» **Exercise aim**
Copy the listing below verbatim, keeping every line in order and unchanged.

•••••

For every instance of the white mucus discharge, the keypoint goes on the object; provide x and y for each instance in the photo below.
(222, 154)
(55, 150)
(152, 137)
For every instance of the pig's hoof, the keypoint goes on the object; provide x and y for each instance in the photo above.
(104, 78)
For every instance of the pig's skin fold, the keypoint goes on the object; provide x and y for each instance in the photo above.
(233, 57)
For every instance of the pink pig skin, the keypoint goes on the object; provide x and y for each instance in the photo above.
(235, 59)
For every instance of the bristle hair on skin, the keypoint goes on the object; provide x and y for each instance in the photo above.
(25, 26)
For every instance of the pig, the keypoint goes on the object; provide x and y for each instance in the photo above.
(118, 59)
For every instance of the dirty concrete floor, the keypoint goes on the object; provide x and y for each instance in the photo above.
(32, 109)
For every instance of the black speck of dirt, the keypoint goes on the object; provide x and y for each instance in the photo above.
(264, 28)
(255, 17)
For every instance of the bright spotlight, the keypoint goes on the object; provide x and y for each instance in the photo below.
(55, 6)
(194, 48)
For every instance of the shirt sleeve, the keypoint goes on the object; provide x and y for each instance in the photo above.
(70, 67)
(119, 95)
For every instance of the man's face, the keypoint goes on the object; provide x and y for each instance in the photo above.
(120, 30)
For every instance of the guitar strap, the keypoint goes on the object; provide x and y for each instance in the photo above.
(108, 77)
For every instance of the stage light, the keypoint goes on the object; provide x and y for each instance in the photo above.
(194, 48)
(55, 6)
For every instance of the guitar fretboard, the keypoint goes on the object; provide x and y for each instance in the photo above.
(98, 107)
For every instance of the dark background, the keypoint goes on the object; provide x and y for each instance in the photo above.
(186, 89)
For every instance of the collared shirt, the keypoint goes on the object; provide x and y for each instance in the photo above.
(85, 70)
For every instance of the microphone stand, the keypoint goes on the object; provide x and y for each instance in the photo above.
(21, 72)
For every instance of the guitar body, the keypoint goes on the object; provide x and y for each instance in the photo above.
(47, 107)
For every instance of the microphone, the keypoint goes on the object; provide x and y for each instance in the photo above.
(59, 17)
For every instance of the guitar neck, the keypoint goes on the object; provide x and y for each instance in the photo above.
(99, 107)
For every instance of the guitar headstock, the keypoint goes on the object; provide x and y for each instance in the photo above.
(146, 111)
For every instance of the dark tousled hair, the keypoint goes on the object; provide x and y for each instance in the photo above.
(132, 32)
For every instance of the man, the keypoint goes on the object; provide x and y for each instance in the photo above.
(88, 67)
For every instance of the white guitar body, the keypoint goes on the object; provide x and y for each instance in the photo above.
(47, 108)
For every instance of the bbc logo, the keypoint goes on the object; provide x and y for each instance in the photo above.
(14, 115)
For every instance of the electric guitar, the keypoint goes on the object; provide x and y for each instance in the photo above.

•••••

» **Correct response**
For every instance of the white mucus discharge, the keypoint goes on the object; provide x and y for each instance in the photo below.
(222, 154)
(55, 150)
(152, 137)
For every instance of the pig's hoof, the keypoint goes on the object; provide x and y for each instance in the photo above.
(104, 78)
For every instance of the pig's skin fold, the keypoint goes on the object; provide x and y for each instance in the photo above.
(233, 57)
For every instance of the pink pig skin, the keypoint goes on the object; provide x and y for each instance in the photo above.
(235, 59)
For every instance of the bristle hair on skin, the keypoint goes on the object; provide x and y for each instance in the photo above.
(25, 26)
For every instance of the pig, the keypoint goes on the object; provide x and y for each instance in the photo above.
(118, 59)
For every instance of the dirty concrete floor, the keypoint goes on the object; provide x and y for each instance in the photo above.
(32, 109)
For every instance of the black speck of dirt, the keypoint goes on the object; provide x and y for each instance in the photo above.
(264, 28)
(255, 17)
For every instance of the bright spotlight, the keypoint goes on the object; provide x and y for each instance in the photo below.
(55, 6)
(194, 48)
For every instance of the shirt sleeve, the keypoint goes on the object; provide x and y for each instance in the photo above.
(70, 67)
(119, 95)
For every instance of the man's face, the keypoint goes on the object; provide x and y for each instance in the photo above.
(120, 30)
For every instance of the guitar strap, the keypoint goes on the object; provide x and y for each instance in the photo above.
(108, 77)
For every instance of the stage light, the keypoint goes on the object; provide x and y for each instance in the photo above.
(194, 48)
(55, 6)
For every instance of the guitar fretboard, the keypoint goes on the object; provide x and y for each instance in the photo above.
(98, 107)
For every instance of the dark background, the keypoint goes on the object; provide x and y for each instance in the photo above.
(186, 89)
For every instance of the collared shirt, the keypoint goes on the object; provide x and y for each instance in the photo above.
(85, 70)
For every instance of the microphone stand, the keypoint goes on the object; provide x and y for each instance in the photo above.
(21, 72)
For every instance of the guitar body, the keypoint goes on the object; provide x and y for each instance in the photo above.
(47, 107)
For every instance of the microphone, the keypoint goes on the object; provide x and y for each instance in the photo above.
(59, 17)
For every instance of the guitar neck, the keypoint goes on the object; provide x and y for each instance in the photo above.
(99, 107)
For every instance of the guitar headstock, the keypoint goes on the object; provide x and y for each instance in the photo above.
(146, 111)
For every instance of the dark tousled hair, the keypoint goes on the object; provide x and y for each instance in the photo above.
(132, 32)
For every instance of the man, the keypoint goes on the object; provide x and y for each instance in the photo above.
(88, 67)
For every instance of the white guitar body, the keypoint goes on the object; provide x and y for each instance in the photo above.
(47, 108)
For every instance of the bbc logo, the keypoint goes on the object; provide x and y for each instance in the photo above.
(14, 115)
For every instance of the electric guitar, the keypoint goes on the object; provide x and y for each instance in the photo above.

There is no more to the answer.